* [Excerto do documento]:
O ser humano, como ser vivo, também  tem incorporado o mesmo mecanismo mas bastante mais complexo, pois integra diversos processos no seu funcionamento :



Na verdade, comparando a criança deste vídeo com a amiba, encontram-se semelhanças e diferenças.

Como semelhança, ambas têm input exterior, obstáculo para a amiba e pónei para a criança, e ambas criam output sob forma de adaptação corporal. A conexão entre os dois está num processo privado e pessoal, a "acção neuro muscular".

Talvez como diferença, reconhece-se na criança uma não-desistência (resiliência?) perante os insucessos e uma vigilante observação do exterior na procura de alternativas. Esta atitude, óbvia na autónoma vontade de fazer vulgarmente chamada "força de vontade", talvez também exista na amiba mas o que se sabe... é que há humanos que não a têm. A questão é: - Porquê?

O vídeo sensibiliza e impressiona, não por ela querer montar o pónei, mas pela sua força de o fazer autonomamente, impulsionada de dentro. Se se reparar, ela não faz "tentativas cegas" mas "tentativas críticas", base da Pedagogia Experiencial.
Na verdade, em determinada altura, a meio dos esforços, ela procura ver se há estribos. Isto significa que está na posição da "acção lúcida", essência imprescindível da vontade de fazer força.[*]

[*]- Paradoxalmente, o método autoritário para treinar força-de-vontade é impedir e bloquear esta essência, ou seja, ao obrigar à obediência esta "mata" o que se quer criar. 
(Ver cultura índios USA, Ruth Benedith, Erik Erikson)

Um interessante diagnóstico de um adito é dizer que [… ele tem grande força de vontade para deixar as drogas pois não desiste apesar de já ter feito 10 cursos com êxito…]. Existe aqui uma lógica maltratada pois são desfigurados dois momentos, a entrada no curso e a saída dele.
O adito ele tem grande força de vontade para entrar no curso mas sai dele com pouca vontade de fazer força. O objectivo de qualquer curso não é fazê-lo com êxito, é usar o aprendido com sucesso.

No caso da criança, instintivamente percebe-se a diferença. A tónica está no fazer força para obter resultados. Assim, poder-se-á distinguir:

- a força de vontade de estar montada;
- a vontade de fazer força (resiliência?para o obter.

Adaptando o esquema anterior a esta formulação, surge um 3º elemento (vontade) da responsabilidade do córtex da criança:
Na verdade, esta influência do córtex-sobre-si-próprio é o centro deste problema.

* [Tarefa]: Prossiga o texto sobre a força de vontade e a vontade de fazer força a partir da última frase apresentada.

* [Dados fornecidos]:
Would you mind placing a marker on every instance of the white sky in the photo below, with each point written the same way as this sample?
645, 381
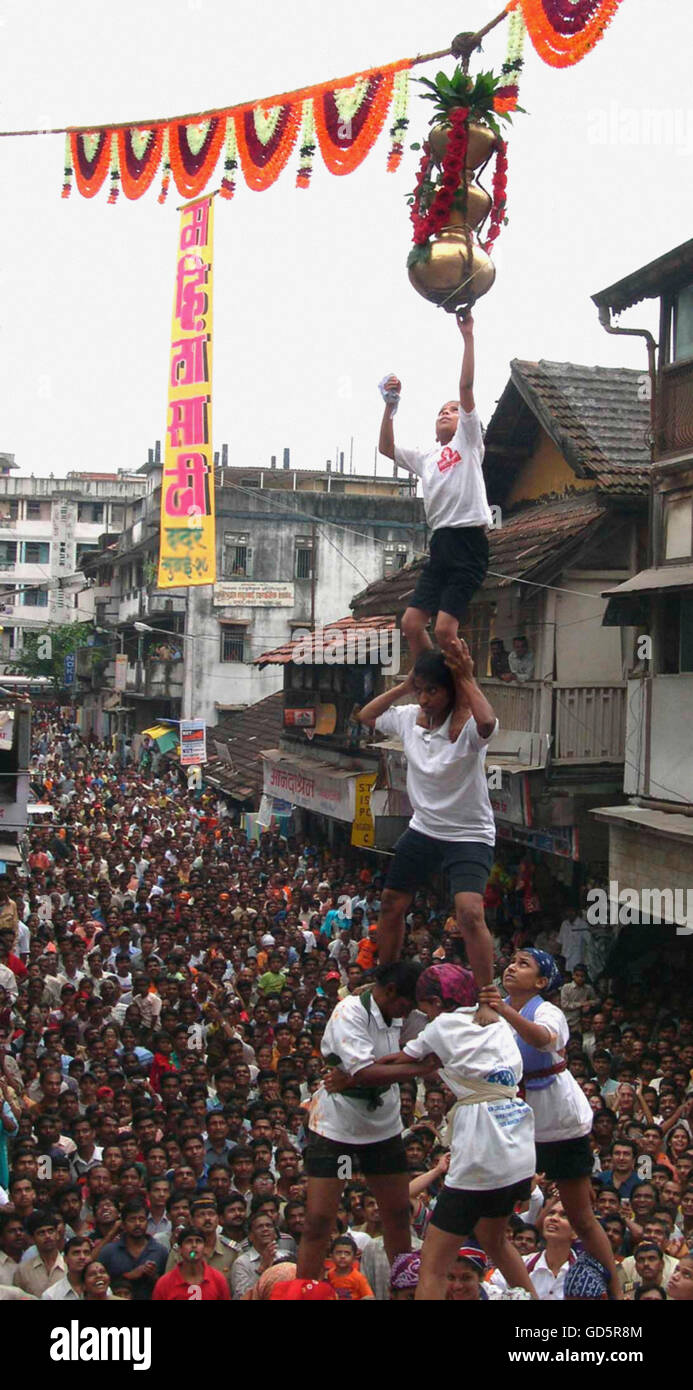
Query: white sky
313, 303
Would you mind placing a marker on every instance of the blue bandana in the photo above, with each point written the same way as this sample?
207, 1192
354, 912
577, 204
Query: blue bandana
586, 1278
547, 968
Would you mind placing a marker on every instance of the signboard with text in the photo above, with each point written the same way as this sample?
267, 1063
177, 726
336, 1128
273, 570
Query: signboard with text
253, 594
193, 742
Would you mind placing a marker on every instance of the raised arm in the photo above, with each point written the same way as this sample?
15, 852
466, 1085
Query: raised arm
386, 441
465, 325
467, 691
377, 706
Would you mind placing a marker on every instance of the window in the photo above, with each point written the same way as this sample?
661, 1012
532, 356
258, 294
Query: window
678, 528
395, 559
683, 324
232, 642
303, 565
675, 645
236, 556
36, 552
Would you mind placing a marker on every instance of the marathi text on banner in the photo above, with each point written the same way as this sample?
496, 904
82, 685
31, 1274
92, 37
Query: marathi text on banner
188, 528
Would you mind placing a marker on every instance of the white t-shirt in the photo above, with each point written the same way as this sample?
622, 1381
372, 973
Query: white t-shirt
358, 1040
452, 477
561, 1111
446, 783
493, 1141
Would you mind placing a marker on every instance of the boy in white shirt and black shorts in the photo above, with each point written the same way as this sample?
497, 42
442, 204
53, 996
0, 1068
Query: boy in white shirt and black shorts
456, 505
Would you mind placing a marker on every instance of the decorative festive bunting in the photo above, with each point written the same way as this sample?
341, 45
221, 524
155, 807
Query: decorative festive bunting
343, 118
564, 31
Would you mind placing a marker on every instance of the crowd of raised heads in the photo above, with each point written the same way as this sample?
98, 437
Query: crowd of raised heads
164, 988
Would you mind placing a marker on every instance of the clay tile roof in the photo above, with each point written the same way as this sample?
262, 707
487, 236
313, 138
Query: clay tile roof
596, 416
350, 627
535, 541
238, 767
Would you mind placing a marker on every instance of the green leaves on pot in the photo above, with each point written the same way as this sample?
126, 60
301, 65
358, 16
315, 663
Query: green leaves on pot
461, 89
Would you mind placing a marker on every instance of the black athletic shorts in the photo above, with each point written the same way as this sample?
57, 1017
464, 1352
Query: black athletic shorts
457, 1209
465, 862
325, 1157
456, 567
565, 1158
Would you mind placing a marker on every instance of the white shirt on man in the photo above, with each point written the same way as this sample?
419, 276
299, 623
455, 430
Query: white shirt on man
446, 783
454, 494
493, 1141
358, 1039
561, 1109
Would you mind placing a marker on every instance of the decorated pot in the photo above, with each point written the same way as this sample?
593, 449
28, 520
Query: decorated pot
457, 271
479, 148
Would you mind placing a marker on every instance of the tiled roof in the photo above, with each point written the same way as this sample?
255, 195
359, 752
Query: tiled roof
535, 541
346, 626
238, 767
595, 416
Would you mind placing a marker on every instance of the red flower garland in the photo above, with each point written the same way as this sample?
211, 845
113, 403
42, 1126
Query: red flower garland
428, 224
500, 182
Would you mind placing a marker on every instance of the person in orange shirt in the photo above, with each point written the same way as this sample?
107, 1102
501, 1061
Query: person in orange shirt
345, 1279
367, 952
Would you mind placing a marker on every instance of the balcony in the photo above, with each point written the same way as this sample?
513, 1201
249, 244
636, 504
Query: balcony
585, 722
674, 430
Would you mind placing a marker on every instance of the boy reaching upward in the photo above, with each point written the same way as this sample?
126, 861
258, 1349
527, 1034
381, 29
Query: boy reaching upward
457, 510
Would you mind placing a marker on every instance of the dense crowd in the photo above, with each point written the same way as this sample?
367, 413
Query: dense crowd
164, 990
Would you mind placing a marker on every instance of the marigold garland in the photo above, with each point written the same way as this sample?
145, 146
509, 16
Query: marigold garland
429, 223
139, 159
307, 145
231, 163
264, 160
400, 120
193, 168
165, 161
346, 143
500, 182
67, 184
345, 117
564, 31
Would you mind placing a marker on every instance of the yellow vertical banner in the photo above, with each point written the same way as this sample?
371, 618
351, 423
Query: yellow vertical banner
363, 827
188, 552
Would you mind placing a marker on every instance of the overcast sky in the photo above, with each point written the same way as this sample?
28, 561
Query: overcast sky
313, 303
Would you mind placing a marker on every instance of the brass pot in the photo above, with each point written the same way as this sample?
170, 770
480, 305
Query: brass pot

* [Resposta à tarefa]:
Na sua forma mais habitual, apesar desta influência dever nascer do interior, a cultura dominante[*] usa a técnica do controlo exterior sob o nome "científico" de autoridade, enquadramento, cumprimento das regras, etc. Em esquema:
[*]- Em sentido contrário, ver cultura índios USA, Ruth BenedithErik Erikson.

Com o método autoritário, a chamada força de vontade torna-se apenas força-em-obedecer a uma autoridade exterior que curto-circuita e põe fora de acção a vontade interior de fazer força.
Como parábola comparativa, quando não tem a que obedecer fica um robô inerte e desligado à espera de ordens.

O paradoxo é que, quanto mais se usa autoridade para aumentar a força de vontade, mais a força de vontade é reduzida e anulada a vontade de fazer força. Em substituição fortalece-se a dependência da autoridade[*].
Também como parábola, é como estar saudável e usar muletas para fortalecer os músculos das pernas e, depois, ao ficar maior debilidade, insiste-se no uso das muletas.
[*] - A rebeldia é essa dependência pela negativa. (cickar)

Como exemplo e em sentido contrário, eis um conselho do jesuíta Inácio de Loyola (séc. XVI), que é semelhante em alguns antigos mestres orientais. Para fortalecer a vontade aconselha actividades "fúteis":

[…por opção pessoal e em segredo, escolher uma árvore para, em dias/horas por si pré-marcados, lhe  tocar e regressar. Repetir sempre com árvores diferentes. O cumprimento deve ser exacto. A única razão para o fazer é ter prometido a si-próprio.]

Analisando este conselho, ele tem características interessantes pois salienta a diferença entre força de vontade e vontade de fazer força:

1 - Em primeiro lugar, é uma acção pessoal e privada, um compromisso do próprio para consigo próprio. Autoridade e obediência exteriores estão fora de jogo, assim como, o ser avaliado por outrem.
2 - Em segundo lugar, não há resultado o obter, tudo começa e acaba no fazer, não se caminha PARA,   caminha-se porque é o fim em si, a promessa.
3 - Em terceiro lugar, é um debruçar-se sobre si próprio, começa na auto-decisão, faz-se e acaba na auto-avaliação.

Na prática é uma análise de desvios entre a lucidez de si próprio e a lucidez dos seus actos. A auto-avaliação é um circuito fechado entre a "vontade de fazer" e a "força do fazer"[*].

[*]- Nos AA (Alcoólicos Anónimos) a auto-avaliação e o auto-compromisso são dois factores importantes. O grupo funciona como uma espécie de "rede afectiva" de apoio mas as decisões críticas do não-beber são "solitárias", isto é, uma promessa de si para si.

Como exemplo e aplicando este modelo ao estudo da matemática, foram criadas fichas com 10 simples somas (subtracções, multiplicações, divisões ou mistas) para serem resolvidas individualmente mas podendo colaborar (perguntar/responder, mostrar etc)  mas sem poder falar.

Era distribuída uma tabuada em papel na qual apenas podiam sublinhar 10 parcelas. Se quisessem sublinhar outras parcelas teriam que entregar essa cópia e receber uma nova.
O objectivo era a tabuada ser um recurso escasso, obrigando a agudizar a lucidez da prioridade do sublinhado.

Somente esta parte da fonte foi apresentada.